**What you are asked to do**
An acceptable answer repeats exactly the line with "Keypoint placement: for each instance of the girl's open" and each line after it through the end of the entries, and includes nothing else.

**Records for processing**
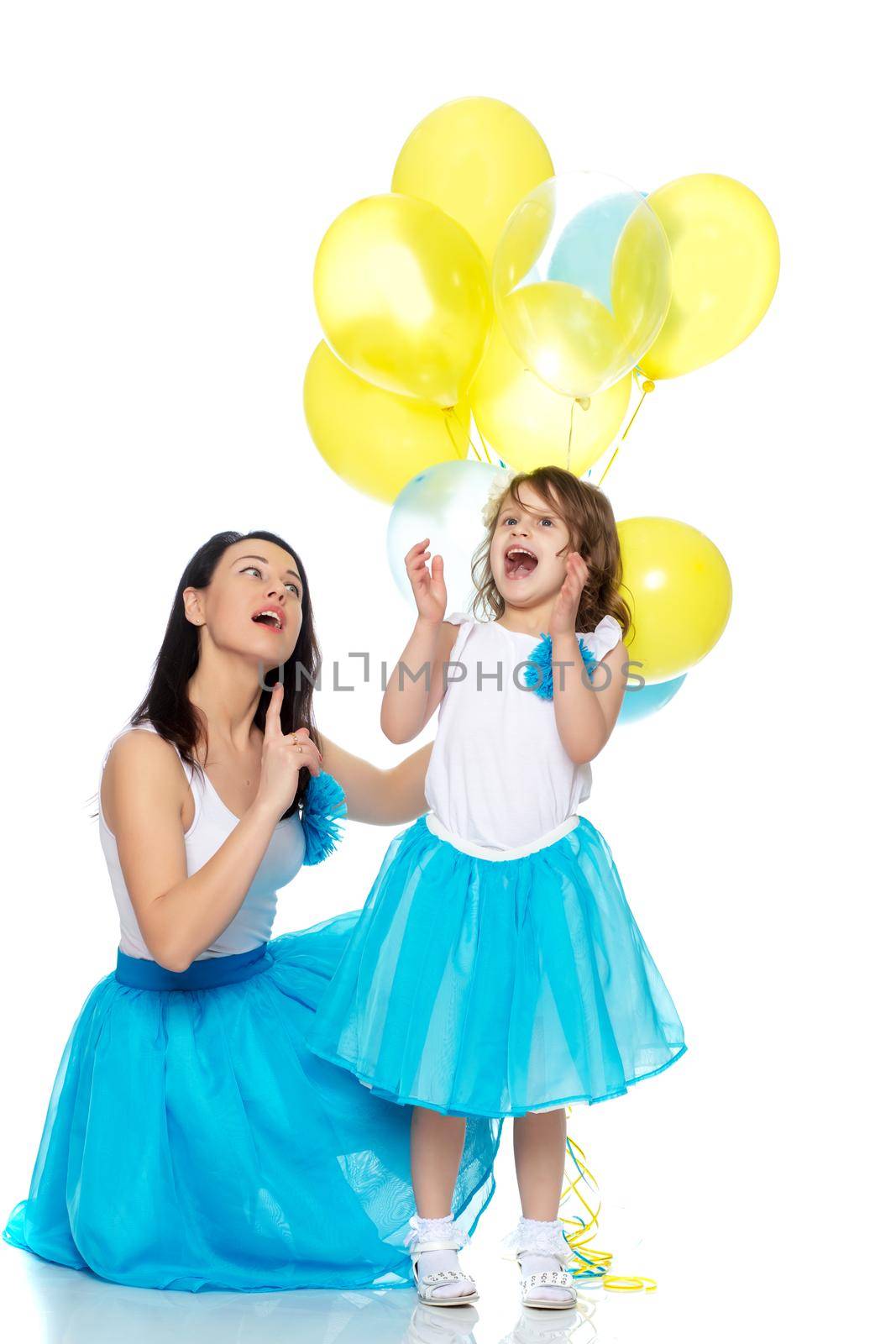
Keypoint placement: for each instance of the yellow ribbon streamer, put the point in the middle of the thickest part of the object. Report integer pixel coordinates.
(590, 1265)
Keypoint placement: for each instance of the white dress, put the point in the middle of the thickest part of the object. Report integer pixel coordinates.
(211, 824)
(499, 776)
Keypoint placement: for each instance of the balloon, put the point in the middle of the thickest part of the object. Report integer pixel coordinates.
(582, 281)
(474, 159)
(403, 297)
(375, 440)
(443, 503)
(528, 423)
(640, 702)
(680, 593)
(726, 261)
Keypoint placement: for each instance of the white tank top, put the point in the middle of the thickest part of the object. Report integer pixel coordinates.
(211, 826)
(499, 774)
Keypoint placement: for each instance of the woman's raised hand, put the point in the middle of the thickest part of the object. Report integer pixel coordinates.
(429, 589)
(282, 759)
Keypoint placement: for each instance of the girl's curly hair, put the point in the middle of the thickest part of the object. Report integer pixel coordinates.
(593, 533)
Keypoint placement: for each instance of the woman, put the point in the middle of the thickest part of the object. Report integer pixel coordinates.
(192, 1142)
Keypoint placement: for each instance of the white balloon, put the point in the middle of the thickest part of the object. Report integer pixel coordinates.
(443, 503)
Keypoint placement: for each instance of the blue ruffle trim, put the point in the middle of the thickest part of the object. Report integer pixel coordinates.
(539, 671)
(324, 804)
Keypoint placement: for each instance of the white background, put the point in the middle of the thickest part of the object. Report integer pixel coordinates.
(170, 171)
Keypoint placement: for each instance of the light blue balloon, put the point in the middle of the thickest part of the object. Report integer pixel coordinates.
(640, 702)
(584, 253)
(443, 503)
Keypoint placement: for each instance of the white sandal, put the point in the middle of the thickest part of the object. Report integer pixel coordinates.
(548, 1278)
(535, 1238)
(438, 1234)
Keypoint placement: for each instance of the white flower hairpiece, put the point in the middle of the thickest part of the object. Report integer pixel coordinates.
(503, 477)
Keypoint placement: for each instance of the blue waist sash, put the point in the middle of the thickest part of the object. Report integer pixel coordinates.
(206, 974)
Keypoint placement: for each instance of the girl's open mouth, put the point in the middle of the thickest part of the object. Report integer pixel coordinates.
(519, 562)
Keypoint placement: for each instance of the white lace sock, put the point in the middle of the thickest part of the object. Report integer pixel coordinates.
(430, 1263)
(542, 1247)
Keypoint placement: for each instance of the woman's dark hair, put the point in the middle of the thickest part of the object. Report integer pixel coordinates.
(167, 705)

**Solved exercise**
Keypoint placement: for each instance of the girl's open mouth, put the point in the middle of the thickest part of the object. Report integer pixel coordinates.
(519, 562)
Keypoint placement: for each instance of the white lace sock, put the point in the middle of the thickest part of the object. Report integer pixel coordinates.
(430, 1263)
(542, 1247)
Keypoint placement: for each instance of the woman's dark hair, put the point in the middle of the thickest part of the object. Report integer pixel coordinates.
(167, 705)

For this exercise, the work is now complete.